- [Extract provided]:
● ● ●

Bill Marr

 A well-known Langley pioneer and pilot has died.

 
 
William Lloyd Marr, known to many as Bill, passed away on Feb. 23 at the age of 100 in his home at Langley Lodge.
The son of Langley’s first resident physician, Dr. Benjamin Marr, Bill was born on July 4, 1917. Mr. Marr’s birth certificate, however, lists his date of birth as July 5, 1917. Reportedly, Dr. Marr did not want to celebrate his son’s birthday each year on America’s Independence Day.
Mr. Marr was born in England, but the family returned to Fort Langley after the First World War.
When Hitler invaded Poland on Sept. 1, 1939, Bill left his studies at UBC and enlisted two days later — a week before Canada was officially at war.
He trained with the RCAF before earning his wings and becoming a flight instructor in Moncton, NB and Trenton, Ont. It was in Moncton that he met his wife, Henrietta (Etta). In 1942 he was posted overseas.

● ● ●

- [Available data]:
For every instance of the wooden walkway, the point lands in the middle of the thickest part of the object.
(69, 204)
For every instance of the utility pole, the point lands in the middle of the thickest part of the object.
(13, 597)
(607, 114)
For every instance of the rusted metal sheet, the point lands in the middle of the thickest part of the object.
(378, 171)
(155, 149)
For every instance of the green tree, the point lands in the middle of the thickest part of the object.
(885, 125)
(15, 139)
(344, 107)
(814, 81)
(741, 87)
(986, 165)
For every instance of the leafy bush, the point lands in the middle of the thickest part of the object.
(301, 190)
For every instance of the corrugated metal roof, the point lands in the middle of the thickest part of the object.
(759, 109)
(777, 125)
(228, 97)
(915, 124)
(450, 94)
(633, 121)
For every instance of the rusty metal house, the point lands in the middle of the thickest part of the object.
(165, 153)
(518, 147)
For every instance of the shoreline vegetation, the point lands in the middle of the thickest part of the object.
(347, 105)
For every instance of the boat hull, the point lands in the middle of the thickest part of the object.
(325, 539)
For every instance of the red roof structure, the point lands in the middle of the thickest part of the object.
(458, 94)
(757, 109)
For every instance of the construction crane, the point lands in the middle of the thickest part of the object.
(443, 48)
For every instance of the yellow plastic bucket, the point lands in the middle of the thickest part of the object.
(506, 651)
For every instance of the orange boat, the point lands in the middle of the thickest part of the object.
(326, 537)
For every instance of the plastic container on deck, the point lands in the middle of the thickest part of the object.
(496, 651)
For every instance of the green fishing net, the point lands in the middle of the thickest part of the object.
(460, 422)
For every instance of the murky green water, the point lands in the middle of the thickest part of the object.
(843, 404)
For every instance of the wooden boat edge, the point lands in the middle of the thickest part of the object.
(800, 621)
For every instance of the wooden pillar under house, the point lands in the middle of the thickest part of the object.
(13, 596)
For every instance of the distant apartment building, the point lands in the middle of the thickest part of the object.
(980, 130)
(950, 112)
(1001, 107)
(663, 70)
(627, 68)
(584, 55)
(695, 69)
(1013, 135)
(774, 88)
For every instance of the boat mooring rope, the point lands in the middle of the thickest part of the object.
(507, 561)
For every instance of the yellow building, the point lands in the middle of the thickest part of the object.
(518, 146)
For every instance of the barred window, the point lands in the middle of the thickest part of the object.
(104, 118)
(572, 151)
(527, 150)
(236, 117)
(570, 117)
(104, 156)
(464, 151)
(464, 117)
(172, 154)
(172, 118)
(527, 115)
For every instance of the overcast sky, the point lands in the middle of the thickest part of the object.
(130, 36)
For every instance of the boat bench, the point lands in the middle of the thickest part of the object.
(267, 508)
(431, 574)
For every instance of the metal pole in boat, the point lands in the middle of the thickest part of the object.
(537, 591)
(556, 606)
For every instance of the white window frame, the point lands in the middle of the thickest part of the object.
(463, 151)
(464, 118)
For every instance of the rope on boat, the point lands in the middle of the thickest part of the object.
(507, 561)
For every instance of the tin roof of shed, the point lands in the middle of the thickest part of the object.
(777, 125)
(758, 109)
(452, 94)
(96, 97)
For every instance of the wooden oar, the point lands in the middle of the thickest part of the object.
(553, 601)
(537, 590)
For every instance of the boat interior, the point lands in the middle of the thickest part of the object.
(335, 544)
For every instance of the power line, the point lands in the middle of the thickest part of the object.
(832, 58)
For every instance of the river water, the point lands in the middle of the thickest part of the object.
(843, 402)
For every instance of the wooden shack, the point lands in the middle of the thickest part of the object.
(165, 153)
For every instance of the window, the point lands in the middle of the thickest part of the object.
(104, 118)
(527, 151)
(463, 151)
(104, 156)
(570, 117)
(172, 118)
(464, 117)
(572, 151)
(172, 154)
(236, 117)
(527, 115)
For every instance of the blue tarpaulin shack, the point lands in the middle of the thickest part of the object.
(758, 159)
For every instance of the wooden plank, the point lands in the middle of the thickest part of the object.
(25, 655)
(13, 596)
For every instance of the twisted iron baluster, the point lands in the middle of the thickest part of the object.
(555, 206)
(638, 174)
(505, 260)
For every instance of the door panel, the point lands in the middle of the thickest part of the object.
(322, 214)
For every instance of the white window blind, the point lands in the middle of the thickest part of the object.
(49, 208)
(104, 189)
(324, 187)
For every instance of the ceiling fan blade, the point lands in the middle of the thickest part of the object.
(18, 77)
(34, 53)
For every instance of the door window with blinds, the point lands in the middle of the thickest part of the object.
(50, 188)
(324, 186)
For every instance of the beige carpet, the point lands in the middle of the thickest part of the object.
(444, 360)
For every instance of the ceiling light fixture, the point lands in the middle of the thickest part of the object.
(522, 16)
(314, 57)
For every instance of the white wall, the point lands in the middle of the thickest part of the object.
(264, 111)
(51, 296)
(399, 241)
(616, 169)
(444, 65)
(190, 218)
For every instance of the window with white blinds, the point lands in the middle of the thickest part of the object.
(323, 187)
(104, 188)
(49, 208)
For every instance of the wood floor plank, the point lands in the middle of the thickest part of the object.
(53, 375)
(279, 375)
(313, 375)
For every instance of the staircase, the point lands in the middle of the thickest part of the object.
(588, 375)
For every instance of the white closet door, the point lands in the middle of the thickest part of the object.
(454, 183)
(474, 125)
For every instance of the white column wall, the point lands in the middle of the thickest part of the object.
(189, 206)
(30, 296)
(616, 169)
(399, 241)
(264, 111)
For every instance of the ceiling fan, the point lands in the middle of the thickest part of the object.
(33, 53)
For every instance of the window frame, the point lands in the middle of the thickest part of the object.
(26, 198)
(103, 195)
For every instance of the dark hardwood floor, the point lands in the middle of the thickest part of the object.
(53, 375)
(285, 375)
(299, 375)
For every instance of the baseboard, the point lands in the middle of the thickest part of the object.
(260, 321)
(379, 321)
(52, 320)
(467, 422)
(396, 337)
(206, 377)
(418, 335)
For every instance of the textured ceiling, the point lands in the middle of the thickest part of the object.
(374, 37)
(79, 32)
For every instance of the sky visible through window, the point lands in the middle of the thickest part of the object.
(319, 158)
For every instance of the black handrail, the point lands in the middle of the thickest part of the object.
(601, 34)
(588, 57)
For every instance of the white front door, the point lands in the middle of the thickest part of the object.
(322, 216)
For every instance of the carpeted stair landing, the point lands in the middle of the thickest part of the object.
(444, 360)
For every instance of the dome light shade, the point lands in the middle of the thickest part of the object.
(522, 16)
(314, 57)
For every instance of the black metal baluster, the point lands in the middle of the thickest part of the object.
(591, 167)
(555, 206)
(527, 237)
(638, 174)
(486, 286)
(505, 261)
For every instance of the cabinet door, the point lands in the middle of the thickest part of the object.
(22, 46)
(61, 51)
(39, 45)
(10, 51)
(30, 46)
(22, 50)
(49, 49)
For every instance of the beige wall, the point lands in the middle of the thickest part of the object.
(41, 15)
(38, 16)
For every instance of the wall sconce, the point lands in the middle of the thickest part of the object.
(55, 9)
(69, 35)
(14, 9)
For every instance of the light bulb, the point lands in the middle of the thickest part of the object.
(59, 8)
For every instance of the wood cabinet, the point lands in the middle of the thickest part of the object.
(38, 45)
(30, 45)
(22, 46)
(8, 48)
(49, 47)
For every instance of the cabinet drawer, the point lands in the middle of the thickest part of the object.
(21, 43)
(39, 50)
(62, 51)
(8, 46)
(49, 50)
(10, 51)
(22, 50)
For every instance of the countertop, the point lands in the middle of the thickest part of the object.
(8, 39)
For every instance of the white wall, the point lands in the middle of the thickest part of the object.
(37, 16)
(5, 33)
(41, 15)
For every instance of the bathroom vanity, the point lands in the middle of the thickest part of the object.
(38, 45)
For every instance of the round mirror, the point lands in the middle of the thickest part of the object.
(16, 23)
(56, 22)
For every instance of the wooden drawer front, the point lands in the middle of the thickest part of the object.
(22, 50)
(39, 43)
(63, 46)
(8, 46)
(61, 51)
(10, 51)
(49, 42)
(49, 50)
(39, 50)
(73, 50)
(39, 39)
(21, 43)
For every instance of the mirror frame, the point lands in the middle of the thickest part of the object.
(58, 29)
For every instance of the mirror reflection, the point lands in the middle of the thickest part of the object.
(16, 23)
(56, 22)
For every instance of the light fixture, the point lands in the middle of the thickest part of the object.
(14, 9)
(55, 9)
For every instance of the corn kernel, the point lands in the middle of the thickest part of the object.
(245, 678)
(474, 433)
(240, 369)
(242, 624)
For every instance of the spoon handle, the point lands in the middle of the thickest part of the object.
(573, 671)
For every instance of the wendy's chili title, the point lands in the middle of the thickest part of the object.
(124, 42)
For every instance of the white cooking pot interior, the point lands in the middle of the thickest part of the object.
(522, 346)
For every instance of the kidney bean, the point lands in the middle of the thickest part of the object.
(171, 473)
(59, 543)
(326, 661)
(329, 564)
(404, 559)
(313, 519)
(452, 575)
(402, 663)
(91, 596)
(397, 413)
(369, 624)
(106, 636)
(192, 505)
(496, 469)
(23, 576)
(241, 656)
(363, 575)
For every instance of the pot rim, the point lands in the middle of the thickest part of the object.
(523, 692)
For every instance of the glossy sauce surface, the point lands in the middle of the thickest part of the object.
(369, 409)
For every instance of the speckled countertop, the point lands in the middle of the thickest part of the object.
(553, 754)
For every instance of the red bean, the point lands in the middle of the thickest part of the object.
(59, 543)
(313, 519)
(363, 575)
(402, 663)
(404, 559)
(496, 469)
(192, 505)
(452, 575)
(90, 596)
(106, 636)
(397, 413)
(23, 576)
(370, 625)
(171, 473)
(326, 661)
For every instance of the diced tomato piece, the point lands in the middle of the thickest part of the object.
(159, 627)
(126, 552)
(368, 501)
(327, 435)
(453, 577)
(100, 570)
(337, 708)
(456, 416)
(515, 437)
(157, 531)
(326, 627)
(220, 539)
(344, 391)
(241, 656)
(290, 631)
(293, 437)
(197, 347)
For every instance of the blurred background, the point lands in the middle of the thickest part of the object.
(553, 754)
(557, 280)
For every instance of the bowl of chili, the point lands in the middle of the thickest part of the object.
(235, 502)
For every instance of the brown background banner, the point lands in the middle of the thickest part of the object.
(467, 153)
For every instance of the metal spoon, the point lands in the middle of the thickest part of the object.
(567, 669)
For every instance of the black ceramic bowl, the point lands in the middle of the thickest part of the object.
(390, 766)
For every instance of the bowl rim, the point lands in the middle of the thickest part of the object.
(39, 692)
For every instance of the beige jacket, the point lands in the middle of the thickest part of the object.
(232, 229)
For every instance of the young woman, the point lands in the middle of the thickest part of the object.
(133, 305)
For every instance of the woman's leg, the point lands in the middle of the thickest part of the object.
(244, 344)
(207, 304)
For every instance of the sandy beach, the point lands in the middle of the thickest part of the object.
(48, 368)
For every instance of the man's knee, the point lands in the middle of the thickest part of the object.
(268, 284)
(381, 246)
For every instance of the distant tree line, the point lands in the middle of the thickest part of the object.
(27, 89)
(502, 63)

● ● ●

- [To do]:
Answer these questions from the Bill Marr text.
1. What birth date does Mr. Marr's birth certificate list?
2. How many days after Hitler invaded Poland did Bill enlist?
3. In which city did he meet his wife, Henrietta?

- [Answer to this task]:
1. July 5, 1917
2. Two days
3. Moncton